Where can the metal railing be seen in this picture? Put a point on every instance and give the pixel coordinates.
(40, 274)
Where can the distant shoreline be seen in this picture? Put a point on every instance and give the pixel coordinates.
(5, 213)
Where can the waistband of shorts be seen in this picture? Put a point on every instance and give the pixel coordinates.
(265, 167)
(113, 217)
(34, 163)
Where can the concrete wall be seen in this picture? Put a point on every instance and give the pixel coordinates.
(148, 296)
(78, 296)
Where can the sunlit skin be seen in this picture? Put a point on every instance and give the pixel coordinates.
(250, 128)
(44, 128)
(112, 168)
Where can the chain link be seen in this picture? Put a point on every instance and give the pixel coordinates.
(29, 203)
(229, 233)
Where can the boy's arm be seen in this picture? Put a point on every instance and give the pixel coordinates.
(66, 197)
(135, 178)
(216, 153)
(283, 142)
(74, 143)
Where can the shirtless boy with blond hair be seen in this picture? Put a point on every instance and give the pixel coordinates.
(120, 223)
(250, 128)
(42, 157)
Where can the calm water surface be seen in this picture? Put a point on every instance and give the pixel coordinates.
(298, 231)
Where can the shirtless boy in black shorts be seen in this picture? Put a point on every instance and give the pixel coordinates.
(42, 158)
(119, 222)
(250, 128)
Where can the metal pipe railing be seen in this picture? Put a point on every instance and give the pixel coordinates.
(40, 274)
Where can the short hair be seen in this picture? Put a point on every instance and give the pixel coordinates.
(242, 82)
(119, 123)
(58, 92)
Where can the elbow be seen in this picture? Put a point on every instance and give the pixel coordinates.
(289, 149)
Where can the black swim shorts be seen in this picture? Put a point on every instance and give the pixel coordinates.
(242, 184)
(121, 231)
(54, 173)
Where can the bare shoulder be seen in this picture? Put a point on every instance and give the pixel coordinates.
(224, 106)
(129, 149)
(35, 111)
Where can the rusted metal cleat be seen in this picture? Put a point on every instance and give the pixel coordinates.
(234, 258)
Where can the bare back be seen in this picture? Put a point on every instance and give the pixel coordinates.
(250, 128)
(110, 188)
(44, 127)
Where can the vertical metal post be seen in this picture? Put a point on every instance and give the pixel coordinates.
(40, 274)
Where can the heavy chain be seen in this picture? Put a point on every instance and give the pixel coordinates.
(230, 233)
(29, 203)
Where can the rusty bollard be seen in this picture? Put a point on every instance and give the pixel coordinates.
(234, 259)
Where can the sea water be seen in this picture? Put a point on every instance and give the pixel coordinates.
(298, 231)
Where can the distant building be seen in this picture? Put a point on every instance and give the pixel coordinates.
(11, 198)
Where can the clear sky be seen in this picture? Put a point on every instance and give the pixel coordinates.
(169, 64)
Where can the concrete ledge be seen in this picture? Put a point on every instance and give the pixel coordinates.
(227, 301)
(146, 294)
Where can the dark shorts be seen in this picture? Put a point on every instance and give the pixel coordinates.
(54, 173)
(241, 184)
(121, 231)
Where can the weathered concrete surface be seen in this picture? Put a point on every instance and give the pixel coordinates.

════════

▶ Work instructions
Once more, write out all the data above exactly as given.

▶ Solution to the problem
Where can the metal railing be seen in this picture? Put a point on every instance and give the pixel coordinates.
(40, 274)
Where can the distant shoreline be seen in this picture? Put a point on every instance and give the pixel coordinates.
(5, 213)
Where can the waistband of shorts be seen in this picture? Put a point on every instance and give the pixel coordinates.
(265, 167)
(113, 217)
(34, 163)
Where can the concrete wall be seen in this picture? Put a point on every instance and give the pixel coordinates.
(148, 296)
(78, 296)
Where can the sunlit skin be seen in this picture? Put a point on every instance and give the pixel coordinates.
(250, 128)
(44, 128)
(112, 168)
Where can the chain link be seen in this picture? Put a point on every instance and give the pixel coordinates.
(29, 203)
(229, 233)
Where can the boy's arm be seen in this picture? Put a point on every instance and give the pixel coordinates.
(66, 197)
(135, 178)
(216, 153)
(283, 142)
(74, 143)
Where can the shirtless boy with blond hair be seen in this picture? Put a point on every instance and give the pixel coordinates.
(120, 223)
(250, 128)
(42, 157)
Where can the calm water surface be seen in this picture? Put a point on every instance and give the pixel coordinates.
(298, 231)
Where can the shirtless boy in black shorts be seen in this picture? Put a point on every instance and give the pixel coordinates.
(42, 158)
(119, 222)
(250, 128)
Where can the metal pipe railing be seen in this picture? Put a point on every instance and give the pixel coordinates.
(40, 274)
Where can the short hair be seen in this picture? Put a point on every instance and give the pixel coordinates.
(242, 82)
(119, 123)
(58, 92)
Where can the elbow be seen in this picture? Put a point on every instance and give the pixel coordinates.
(289, 149)
Where can the black swim shorts be seen in this picture? Put a point on every instance and give the pixel coordinates.
(242, 184)
(121, 231)
(54, 173)
Where can the bare shoulder be seen in this picture? Put a point on every instance and give the pixel coordinates.
(224, 106)
(129, 149)
(35, 111)
Where can the rusted metal cleat be seen in this picture? Put a point on every instance and give the pixel coordinates.
(234, 258)
Where can the bare back be seen in this picture? Put a point on every instance and give the pixel coordinates.
(250, 128)
(110, 188)
(44, 127)
Where can the vertical metal post be seen in this picture? Put a point on every instance and give the pixel coordinates.
(40, 274)
Where can the heavy chain be seen in this picture? Put a point on every instance and give the pixel coordinates.
(230, 233)
(29, 203)
Where can the rusty bollard be seen in this picture? Put a point on every instance and give the pixel coordinates.
(234, 259)
Where can the sea water be seen in this picture? Put a point on every instance and give the pixel coordinates.
(298, 231)
Where can the distant building be seen in this picture? Put a point on every instance and give the pixel coordinates.
(11, 198)
Where can the clear sky be seen in this picture? Put a point on every instance and give the pixel coordinates.
(169, 64)
Where can the concrete ledge be seen in this picture? Put a point on every instance and give the pixel coordinates.
(227, 301)
(146, 294)
Where can the dark shorts be seen in this picture? Put a point on every instance and give the pixel coordinates.
(54, 173)
(241, 184)
(121, 231)
Where can the weathered concrete surface be seen in this picture? Put a point on every instance and give the pixel coordinates.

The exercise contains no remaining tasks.